§ **Exercise set**
(a) Reproduce word for word the part of the text on the filming of Child 44 starting at "Child 44’s 15-week" and ending at "famed Barrandov Studios.".
(b) Carry on the text below about the filming of Child 44, picking up after its last sentence.

Beavan took a similar approach when dressing 800 extras for a train-station crowd scene. “In the Soviet Union during this period there was an enormous fear among ordinary people,” she says. “So people in our crowds are not trying to stand out. Even for our leading characters I’ve kept the colours muted. Nobody wears blazing red or any bright colour. They didn’t want to show off for fear of being noticed.”
During a visit to Beavan’s headquarters, Espinosa was taken aback by the sheer volume of muted shirts, coats and dresses. Our workshop is in a warehouse building not unlike an aircraft hangar, but stuffed with clothes,” says Beavan. “Daniel told me he’d never seen anything like it in his life. We do have a lot of clothes organized on racks and they are all unrelentingly grim.”
Child 44’s 15-week shoot took place over the summer of 2013 in the Czech Republic. The capital city of Prague doubled for Cold War-era Moscow. Prague’s beautiful old National Theatre and the Rudolfinum, a neo-Renaissance concert hall, were used to shoot scenes in which the elite group of MGB officers and their wives watch “Swan Lake” performed by Moscow’s Bolshoi Ballet. Additionally, two-time Academy Award®-nominated production designer Jan Roelfs (Gattaca, Art Direction, 1997) oversaw the creation of 125 sets for scenes staged at Prague’s famed Barrandov Studios.
In cooperation with the Czech Republic’s Cinematography Fund, Espinosa worked closely with Roelfs to secure as many period-specific locations as possible. “Prague and the Czech Republic had the best mix of Soviet-style architecture from the 1950s and 1960s within one hour of the city center and a highly experienced crew base,” says executive producer Adam Merims.
Contrasted with Moscow’s urban splendor is the grimy village of Volsk, where the exiled Leo and Raisa first meet Nesterov. A “ghastly, dirty, filthy industrial sort of swamp,” as Beavan describes it, Volsk is the desolate outpost where non-conformists are forced to live as punishment for deviating from Communist Party groupthink.
Having executive produced Safe House for Espinosa, Merims was familiar with the director’s strong preference for shooting on practical locations. “Daniel loves the feeling that it gives the actors, the crew,” Merims says. “He loves the sounds of actual period environments.”
Finding a real-world approximation of Volsk became paramount. The filmmakers scouted more than 50 locations within a three-hour radius of Prague. Eventually, they settled on the town of Králuv Dvur, home to a gargantuan steel mill in operation for 163 years. “The idea was to make the actual steel mill the town itself,” says Merims. “We used these surface tracks that had been set up to cart steel ore and heavy steel pieces of equipment in and out of the factory for our passenger train line.”
Shuttling between Moscow and Vost by rail, Leo and Raisa journey 600 miles in crowded trains. To lend authenticity to the couple’s treks, filmmakers made use of the “Big B” steam engine, manufactured in 1928 and capable of a maximum speed of 31 miles an hour. Train station sequences featured “German Girl,” an operational steam-engine train manufactured by Wiener Lokomotivfabrik in 1944. “We made sure the track was up to safety code and made it look like a real working train station, complete with period passengers and peasants coming on and off the train with chickens and suitcases and everything else,” recalls Merims.

§ **Data lines**
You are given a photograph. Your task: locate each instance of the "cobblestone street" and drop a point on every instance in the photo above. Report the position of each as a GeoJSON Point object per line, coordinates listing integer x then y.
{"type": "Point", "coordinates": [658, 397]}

§ **Outputs**
(a)
Child 44’s 15-week shoot took place over the summer of 2013 in the Czech Republic. The capital city of Prague doubled for Cold War-era Moscow. Prague’s beautiful old National Theatre and the Rudolfinum, a neo-Renaissance concert hall, were used to shoot scenes in which the elite group of MGB officers and their wives watch “Swan Lake” performed by Moscow’s Bolshoi Ballet. Additionally, two-time Academy Award®-nominated production designer Jan Roelfs (Gattaca, Art Direction, 1997) oversaw the creation of 125 sets for scenes staged at Prague’s famed Barrandov Studios.

(b)
Child 44’s climactic showdown in Rostov at the Rostelmach Factory, home base for the serial killer, was shot amid the industrial landscapes of Králuv Dvur and Hrádek u Rokycan. “The world that Daniel gives you is so authentic that it actually does a great deal of the work for you,” Oldman says.
If politics are ultimately personal, then Child 44 can be seen as a cautionary tale from a nightmarish chapter of history: tyrannical political cultures stifle fundamentally decent people with tragic results.
TOM HARDY (Leo Demidov) shot to global attention with his captivating performance as a real-life, notoriously violent convict in Nicolas Winding Refn’s Bronson in 2009. The London-born actor’s subsequent film credits include John Hillcoat’s Lawless, Tomas Alfredson’s Tinker Tailor Soldier Spy and both Inception and The Dark Knight Rises for director Christopher Nolan. More recently Hardy received rave reviews for his powerhouse performance in the independent film Locke, written and directed by Steven Knight.
Hardy last starred in the crime drama The Drop, alongside the late James Gandolfini and Noomi Rapace. Up next is George Miller’s Mad Max: Fury Road, in which Hardy plays the title role, followed Legend, for director Brian Helgeland. In the film he takes on the roles of both notorious Kray twins, London’s most reviled gangsters. Hardy is currently shooting director Alejandro Gonzalez Inarritu’s next film The Revenant, where he stars opposite Leonardo DiCaprio in the 19th century Western thriller.
On television Hardy received a BAFTA nomination for best actor for his role in “Stuart: A Life Backwards” in 2008. Other TV credits include “Band of Brothers,” “The Reckoning” and “Wuthering Heights.”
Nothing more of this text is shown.